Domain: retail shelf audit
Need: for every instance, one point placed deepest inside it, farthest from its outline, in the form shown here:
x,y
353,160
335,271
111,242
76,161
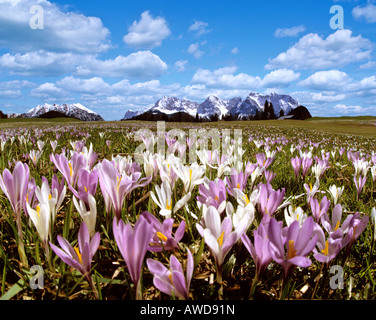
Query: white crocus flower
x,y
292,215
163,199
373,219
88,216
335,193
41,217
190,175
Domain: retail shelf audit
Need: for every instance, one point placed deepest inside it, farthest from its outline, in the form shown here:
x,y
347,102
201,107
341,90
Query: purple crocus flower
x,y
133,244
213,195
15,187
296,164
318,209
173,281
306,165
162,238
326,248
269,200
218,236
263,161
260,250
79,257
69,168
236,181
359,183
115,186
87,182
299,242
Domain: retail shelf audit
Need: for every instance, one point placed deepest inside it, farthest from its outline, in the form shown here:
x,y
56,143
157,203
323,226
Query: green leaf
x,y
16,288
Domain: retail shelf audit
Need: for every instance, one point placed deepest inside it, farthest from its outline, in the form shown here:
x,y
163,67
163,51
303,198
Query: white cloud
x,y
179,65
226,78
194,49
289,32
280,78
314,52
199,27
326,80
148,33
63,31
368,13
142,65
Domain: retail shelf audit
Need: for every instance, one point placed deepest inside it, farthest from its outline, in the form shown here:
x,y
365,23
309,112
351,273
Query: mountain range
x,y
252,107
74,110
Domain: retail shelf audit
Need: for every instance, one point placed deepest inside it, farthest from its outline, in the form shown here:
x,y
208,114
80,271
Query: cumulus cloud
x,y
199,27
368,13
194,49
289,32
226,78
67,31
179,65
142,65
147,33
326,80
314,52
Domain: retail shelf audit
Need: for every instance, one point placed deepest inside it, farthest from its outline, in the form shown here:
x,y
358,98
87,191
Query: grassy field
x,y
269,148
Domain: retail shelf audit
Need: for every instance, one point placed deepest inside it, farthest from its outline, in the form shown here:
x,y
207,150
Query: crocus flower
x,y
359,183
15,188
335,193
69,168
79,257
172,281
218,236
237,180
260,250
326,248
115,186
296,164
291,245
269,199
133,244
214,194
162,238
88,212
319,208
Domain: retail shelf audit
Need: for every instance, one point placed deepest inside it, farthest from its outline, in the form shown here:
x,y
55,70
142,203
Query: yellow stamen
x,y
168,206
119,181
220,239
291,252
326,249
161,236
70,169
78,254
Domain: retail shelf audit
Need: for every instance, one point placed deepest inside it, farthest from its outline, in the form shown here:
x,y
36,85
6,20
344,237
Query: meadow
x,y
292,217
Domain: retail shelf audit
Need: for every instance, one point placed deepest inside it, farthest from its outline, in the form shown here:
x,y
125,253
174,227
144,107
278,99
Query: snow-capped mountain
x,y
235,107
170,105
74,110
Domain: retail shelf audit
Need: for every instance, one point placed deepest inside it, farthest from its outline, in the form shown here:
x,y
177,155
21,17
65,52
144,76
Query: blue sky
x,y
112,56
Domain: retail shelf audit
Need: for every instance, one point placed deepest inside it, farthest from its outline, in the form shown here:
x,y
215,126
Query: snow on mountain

● CONSIGNE:
Indiquez combien de lignes des items contiennent le mot « white », en respectant la casse. Donnez seulement le nombre.

● RÉPONSE RÉDIGÉE:
2